» **What to do**
Please change "evenodd" to "nonzero" throughout the listing below, leaving everything else as it is.

» **Supplied information**

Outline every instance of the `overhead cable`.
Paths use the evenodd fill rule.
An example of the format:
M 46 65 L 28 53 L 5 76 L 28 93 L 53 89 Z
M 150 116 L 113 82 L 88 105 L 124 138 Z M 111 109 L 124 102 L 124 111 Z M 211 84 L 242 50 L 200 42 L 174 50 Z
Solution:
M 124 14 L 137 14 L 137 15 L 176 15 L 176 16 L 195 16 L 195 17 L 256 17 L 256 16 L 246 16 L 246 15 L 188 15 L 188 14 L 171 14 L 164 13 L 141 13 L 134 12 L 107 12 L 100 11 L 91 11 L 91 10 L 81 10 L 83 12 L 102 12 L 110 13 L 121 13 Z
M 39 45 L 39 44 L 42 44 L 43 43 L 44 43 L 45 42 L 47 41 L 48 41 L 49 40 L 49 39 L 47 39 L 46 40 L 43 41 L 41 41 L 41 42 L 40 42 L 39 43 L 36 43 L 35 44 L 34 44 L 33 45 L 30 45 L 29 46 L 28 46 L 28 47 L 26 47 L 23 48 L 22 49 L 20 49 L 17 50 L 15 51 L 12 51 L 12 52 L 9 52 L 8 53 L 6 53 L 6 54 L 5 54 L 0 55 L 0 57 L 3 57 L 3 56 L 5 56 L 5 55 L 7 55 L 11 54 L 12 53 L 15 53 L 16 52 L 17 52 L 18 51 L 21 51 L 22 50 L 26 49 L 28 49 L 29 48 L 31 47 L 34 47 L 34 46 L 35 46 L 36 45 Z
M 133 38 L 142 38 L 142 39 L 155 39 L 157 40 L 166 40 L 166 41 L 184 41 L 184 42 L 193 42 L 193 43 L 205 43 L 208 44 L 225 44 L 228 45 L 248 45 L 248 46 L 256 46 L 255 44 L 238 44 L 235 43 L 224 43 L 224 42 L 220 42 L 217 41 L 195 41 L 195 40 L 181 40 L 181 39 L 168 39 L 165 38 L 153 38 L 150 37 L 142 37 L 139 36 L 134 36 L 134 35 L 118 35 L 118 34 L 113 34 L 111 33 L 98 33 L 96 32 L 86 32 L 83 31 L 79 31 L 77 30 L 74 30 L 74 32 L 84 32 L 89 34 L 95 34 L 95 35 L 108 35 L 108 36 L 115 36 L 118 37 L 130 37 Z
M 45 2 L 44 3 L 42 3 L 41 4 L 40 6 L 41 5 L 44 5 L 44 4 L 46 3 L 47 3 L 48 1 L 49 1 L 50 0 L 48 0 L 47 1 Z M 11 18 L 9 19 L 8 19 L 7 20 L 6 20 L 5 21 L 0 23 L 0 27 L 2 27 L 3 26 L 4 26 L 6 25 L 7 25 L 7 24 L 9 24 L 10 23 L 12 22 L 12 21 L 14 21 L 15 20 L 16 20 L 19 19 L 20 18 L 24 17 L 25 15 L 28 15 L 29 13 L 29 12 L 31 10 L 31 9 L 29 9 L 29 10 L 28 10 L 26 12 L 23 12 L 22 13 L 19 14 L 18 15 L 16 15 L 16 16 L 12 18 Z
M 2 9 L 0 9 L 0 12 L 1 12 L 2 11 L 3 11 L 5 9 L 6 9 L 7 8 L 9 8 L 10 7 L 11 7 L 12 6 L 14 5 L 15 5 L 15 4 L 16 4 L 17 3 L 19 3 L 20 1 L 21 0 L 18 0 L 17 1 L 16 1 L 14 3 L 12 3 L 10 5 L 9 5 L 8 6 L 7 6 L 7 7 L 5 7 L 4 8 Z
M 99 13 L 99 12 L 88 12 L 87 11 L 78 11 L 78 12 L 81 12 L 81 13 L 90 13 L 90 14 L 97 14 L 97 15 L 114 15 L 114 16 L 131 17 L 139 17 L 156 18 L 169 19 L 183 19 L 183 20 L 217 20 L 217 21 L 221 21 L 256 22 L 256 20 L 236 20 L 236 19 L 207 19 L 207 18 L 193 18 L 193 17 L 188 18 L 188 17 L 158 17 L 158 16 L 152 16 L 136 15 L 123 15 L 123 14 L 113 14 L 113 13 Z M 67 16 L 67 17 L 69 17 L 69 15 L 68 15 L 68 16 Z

» **Task response**
Outline every instance of the `overhead cable`.
Paths use the nonzero fill rule.
An example of the format:
M 46 65 L 28 53 L 5 76 L 28 93 L 53 89 Z
M 150 116 L 113 82 L 88 105 L 124 138 Z M 111 109 L 124 102 L 124 111 Z M 211 84 L 242 50 L 200 42 L 174 50 Z
Solution:
M 124 14 L 137 14 L 137 15 L 176 15 L 176 16 L 195 16 L 195 17 L 256 17 L 256 16 L 246 16 L 246 15 L 188 15 L 188 14 L 171 14 L 164 13 L 141 13 L 134 12 L 107 12 L 100 11 L 91 11 L 91 10 L 81 10 L 83 12 L 102 12 L 110 13 L 121 13 Z
M 39 45 L 39 44 L 42 44 L 43 43 L 44 43 L 45 42 L 47 41 L 48 41 L 49 40 L 49 39 L 47 39 L 46 40 L 43 41 L 41 41 L 41 42 L 40 42 L 39 43 L 36 43 L 35 44 L 34 44 L 33 45 L 30 45 L 29 46 L 28 46 L 28 47 L 26 47 L 23 48 L 22 49 L 20 49 L 17 50 L 15 51 L 12 51 L 12 52 L 9 52 L 8 53 L 6 53 L 6 54 L 5 54 L 0 55 L 0 57 L 3 57 L 3 56 L 5 56 L 5 55 L 7 55 L 11 54 L 12 53 L 15 53 L 16 52 L 17 52 L 18 51 L 21 51 L 22 50 L 26 49 L 28 49 L 29 48 L 31 47 L 34 47 L 34 46 L 35 46 L 36 45 Z
M 133 38 L 142 38 L 142 39 L 155 39 L 157 40 L 166 40 L 166 41 L 184 41 L 184 42 L 193 42 L 193 43 L 205 43 L 208 44 L 225 44 L 228 45 L 248 45 L 248 46 L 256 46 L 255 44 L 238 44 L 235 43 L 224 43 L 224 42 L 220 42 L 217 41 L 195 41 L 195 40 L 181 40 L 181 39 L 168 39 L 165 38 L 153 38 L 150 37 L 142 37 L 139 36 L 134 36 L 134 35 L 118 35 L 118 34 L 113 34 L 111 33 L 98 33 L 96 32 L 86 32 L 83 31 L 79 31 L 77 30 L 74 30 L 74 32 L 84 32 L 89 34 L 95 34 L 95 35 L 108 35 L 108 36 L 115 36 L 118 37 L 130 37 Z
M 45 2 L 44 3 L 42 3 L 41 4 L 40 6 L 41 5 L 44 5 L 44 4 L 46 3 L 47 3 L 48 1 L 49 1 L 50 0 L 48 0 L 47 1 Z M 11 18 L 9 19 L 8 19 L 7 20 L 6 20 L 5 21 L 0 23 L 0 27 L 2 27 L 3 26 L 4 26 L 6 25 L 7 25 L 7 24 L 9 24 L 10 23 L 12 22 L 12 21 L 14 21 L 15 20 L 16 20 L 19 19 L 20 18 L 24 17 L 25 15 L 28 15 L 29 13 L 29 12 L 31 10 L 31 9 L 29 9 L 29 10 L 28 10 L 26 12 L 23 12 L 22 13 L 19 14 L 18 15 L 16 15 L 16 16 L 12 18 Z
M 2 9 L 0 9 L 0 12 L 1 12 L 2 11 L 3 11 L 5 9 L 6 9 L 7 8 L 9 8 L 10 7 L 11 7 L 12 6 L 14 5 L 15 5 L 15 4 L 16 4 L 17 3 L 19 3 L 20 1 L 21 0 L 18 0 L 17 1 L 16 1 L 14 3 L 12 3 L 10 5 L 9 5 L 8 6 L 7 6 L 7 7 L 5 7 L 4 8 Z
M 99 13 L 99 12 L 88 12 L 87 11 L 78 11 L 78 12 L 81 12 L 81 13 L 90 13 L 90 14 L 97 14 L 97 15 L 114 15 L 114 16 L 131 17 L 139 17 L 156 18 L 169 19 L 183 19 L 183 20 L 217 20 L 217 21 L 221 21 L 256 22 L 256 20 L 236 20 L 236 19 L 207 19 L 207 18 L 193 18 L 193 17 L 188 18 L 188 17 L 158 17 L 158 16 L 152 16 L 136 15 L 123 15 L 123 14 L 113 14 L 113 13 Z M 67 16 L 67 17 L 69 17 L 69 15 L 68 15 L 68 16 Z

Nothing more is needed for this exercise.